**REQUIRED WORK:**
- a) Summarize the St Luke’s Workhouse post in two sentences.
- b) In the St Luke’s Workhouse post, turn the paragraph beginning "In 1782 St Luke's parish workhouse" into a short bulleted list that keeps its main facts.
- c) Resume the St Luke’s Workhouse post after its last sentence and keep writing from there.

**PROVIDED TEXT:**
Friday, 20 September 2019

St Luke’s Workhouse

My mum wanted to know about see photo 3 & 4 as she has passed it on many occasions so I looked into it and this is what I found.

The first map dates from 1893-1896 and shows St Luke’s Workhouse. The second map dates from 1940-1960 and shows St Matthews Hospital.
This site in both maps is taken from Shepherdess walk and City Road London EC1.
Photo 3 & 4: The old wall shows remains of infirm wards and administrative offices St Luke’sWorkhouse at the end of Shepherdess walk
Photo 5: Railings and pillars at the end of Shepherdess walk St Luke’s Workhouse
Photo 6: The old hospital gates City Road now entrance to car park still bear the initials SM
Photo 7: St Luke’s Workhouse new infirm wards and administrative offices from the east dated 1879

In 1782 St Luke's parish workhouse was built at the junction of City Road and Shepherdess Walk in Islington.  The previous St Luke’s workhouse was located on Featherstone street this building remained and was then in use as a hospital.

**EXTRACTED DATA:**

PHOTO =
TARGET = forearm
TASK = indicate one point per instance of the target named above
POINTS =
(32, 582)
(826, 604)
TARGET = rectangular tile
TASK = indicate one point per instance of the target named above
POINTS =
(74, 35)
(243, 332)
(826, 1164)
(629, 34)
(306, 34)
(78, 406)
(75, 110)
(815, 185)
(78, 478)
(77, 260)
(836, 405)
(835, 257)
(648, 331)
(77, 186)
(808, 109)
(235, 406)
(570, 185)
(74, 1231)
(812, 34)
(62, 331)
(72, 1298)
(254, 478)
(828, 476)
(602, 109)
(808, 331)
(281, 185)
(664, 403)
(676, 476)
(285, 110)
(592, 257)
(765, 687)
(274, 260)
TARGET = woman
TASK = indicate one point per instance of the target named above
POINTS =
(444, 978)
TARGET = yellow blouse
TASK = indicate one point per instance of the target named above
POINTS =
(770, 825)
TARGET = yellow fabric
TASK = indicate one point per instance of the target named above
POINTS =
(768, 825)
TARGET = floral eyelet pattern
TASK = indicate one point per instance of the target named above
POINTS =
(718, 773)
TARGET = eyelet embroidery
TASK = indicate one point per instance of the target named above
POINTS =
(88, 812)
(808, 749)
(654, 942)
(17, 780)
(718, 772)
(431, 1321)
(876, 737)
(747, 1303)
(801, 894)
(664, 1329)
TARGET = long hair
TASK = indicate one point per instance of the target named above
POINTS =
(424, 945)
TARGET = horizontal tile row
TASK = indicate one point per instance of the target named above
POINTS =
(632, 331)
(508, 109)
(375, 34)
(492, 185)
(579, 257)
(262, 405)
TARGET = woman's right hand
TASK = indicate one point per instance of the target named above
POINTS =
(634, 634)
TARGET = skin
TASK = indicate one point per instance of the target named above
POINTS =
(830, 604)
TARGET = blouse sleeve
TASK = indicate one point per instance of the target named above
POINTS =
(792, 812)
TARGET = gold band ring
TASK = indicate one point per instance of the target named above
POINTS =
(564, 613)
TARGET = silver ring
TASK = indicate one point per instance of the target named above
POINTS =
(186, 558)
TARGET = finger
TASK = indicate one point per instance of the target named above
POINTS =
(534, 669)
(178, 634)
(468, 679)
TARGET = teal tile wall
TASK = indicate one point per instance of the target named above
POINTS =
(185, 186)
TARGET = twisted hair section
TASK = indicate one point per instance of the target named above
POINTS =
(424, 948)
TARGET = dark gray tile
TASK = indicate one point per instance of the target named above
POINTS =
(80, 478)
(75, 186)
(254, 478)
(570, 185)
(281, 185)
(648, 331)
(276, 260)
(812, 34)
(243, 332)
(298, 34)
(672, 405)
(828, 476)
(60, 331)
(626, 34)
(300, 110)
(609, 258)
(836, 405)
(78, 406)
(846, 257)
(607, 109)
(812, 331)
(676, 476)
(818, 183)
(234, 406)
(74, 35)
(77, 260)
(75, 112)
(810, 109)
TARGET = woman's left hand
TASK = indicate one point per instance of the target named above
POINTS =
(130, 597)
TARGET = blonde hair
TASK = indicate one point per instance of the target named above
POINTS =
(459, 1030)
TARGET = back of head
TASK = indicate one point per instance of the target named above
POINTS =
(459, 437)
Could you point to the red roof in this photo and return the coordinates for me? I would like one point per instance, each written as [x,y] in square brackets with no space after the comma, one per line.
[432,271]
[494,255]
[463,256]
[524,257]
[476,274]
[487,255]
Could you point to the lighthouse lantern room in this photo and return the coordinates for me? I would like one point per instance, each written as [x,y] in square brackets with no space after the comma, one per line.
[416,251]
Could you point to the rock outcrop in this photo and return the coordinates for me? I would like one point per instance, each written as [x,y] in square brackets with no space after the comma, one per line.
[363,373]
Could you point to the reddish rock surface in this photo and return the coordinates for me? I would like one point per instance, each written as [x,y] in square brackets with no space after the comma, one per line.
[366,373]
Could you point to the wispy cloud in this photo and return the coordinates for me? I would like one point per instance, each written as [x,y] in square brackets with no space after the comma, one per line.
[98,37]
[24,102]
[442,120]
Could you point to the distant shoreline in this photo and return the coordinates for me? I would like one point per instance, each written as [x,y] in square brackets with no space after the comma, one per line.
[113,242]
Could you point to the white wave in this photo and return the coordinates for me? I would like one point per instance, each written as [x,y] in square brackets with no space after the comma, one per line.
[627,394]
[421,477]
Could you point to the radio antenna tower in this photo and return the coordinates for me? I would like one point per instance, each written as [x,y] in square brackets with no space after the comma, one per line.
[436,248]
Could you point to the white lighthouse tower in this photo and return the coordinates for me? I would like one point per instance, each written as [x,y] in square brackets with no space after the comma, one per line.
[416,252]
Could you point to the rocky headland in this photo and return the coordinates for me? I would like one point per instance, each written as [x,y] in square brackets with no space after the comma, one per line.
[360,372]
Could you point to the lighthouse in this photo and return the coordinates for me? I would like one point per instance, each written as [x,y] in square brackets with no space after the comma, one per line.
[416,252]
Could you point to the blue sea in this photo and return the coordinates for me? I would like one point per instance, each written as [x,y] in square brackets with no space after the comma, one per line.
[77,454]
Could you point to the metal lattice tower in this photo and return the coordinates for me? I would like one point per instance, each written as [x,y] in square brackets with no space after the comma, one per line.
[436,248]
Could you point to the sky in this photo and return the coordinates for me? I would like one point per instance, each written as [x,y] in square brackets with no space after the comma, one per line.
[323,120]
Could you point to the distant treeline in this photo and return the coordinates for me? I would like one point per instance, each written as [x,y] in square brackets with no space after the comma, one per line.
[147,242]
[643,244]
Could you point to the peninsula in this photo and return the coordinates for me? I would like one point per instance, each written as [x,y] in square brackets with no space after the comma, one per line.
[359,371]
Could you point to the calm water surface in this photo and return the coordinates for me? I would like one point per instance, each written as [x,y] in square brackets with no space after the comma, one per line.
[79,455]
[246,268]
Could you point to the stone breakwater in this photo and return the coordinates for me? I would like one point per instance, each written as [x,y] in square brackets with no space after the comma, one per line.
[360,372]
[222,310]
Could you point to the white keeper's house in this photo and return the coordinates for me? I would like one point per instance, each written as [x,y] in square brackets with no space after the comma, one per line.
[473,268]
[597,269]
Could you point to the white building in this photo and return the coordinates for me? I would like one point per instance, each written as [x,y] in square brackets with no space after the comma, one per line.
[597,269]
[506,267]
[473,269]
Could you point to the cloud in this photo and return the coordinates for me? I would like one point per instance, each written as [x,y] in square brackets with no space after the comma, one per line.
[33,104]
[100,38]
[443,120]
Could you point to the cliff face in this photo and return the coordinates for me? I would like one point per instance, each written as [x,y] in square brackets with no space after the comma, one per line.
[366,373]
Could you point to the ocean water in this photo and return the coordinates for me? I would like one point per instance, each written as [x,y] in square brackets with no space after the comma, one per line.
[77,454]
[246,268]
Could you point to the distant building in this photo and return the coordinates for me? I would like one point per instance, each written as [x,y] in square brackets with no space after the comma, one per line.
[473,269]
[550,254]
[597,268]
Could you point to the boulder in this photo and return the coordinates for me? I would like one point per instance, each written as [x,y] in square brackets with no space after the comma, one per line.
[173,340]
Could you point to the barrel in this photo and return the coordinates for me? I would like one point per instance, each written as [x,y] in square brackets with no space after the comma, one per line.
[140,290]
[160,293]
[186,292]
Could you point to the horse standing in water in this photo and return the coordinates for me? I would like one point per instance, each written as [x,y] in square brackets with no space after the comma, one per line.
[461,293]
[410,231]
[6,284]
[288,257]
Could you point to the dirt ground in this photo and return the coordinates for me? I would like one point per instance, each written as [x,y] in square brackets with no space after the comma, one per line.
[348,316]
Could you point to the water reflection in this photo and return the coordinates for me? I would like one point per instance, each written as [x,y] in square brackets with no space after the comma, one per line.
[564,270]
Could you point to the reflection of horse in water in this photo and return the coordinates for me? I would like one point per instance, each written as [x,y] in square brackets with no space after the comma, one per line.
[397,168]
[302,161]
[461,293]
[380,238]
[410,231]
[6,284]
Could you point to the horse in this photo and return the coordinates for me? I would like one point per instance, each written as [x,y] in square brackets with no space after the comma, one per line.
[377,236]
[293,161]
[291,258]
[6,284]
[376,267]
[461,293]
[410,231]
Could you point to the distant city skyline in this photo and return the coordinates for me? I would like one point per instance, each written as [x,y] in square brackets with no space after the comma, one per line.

**RESPONSES BY ITEM NUMBER:**
- a) The writer looked into St Luke’s Workhouse because their mum had passed it many times. Maps from 1893-1896 and 1940-1960 show the workhouse and later St Matthews Hospital on the same City Road and Shepherdess Walk site, where an old wall, railings and pillars, and gates bearing the initials SM survive, and the workhouse there was built in 1782 while the earlier one on Featherstone Street became a hospital.

- b)
- St Luke's parish workhouse was built in 1782.
- It stood at the junction of City Road and Shepherdess Walk in Islington.
- The previous St Luke’s workhouse, on Featherstone Street, remained standing and was then used as a hospital.

- c)
In 1870 St Luke’s workhouse in Shepherdess walk was adapted for new female wards which were added on the north of the 2 acre site in 1871, by which time it could accommodate 930 patients.  In 1876 a south block was added. In a further redevelopment in 1877-9, infirm wards and administrative offices were erected along Shepherdess Walk at the east of the site which continued to be known as St Luke's workhouse.

In 1916 it became known as the Holborn and Finsbury Institution.

In 1930 its administration was taken over by the LCC and it was renamed the City Road Institution.  In 1936 it was renamed St Matthew's Hospital and cared for geriatric cases.  In October 1937 it became a 627-bed general hospital for the sick, with its association with poor-law patients then ending.

During WW2 a quarter of the ward accommodation was destroyed by a high explosive bomb in 1940. Fifty male patients, 33 female patients and 3 nurses were killed. It was one of the worst incidents of bomb damage involving a hospital during the war.

The Hospital was evacuated and remained vacant for the next two years. The wards reopened in 1942, but closed again shortly afterwards. By 1945 it had returned to normal, but with only 320 patients in eight wards.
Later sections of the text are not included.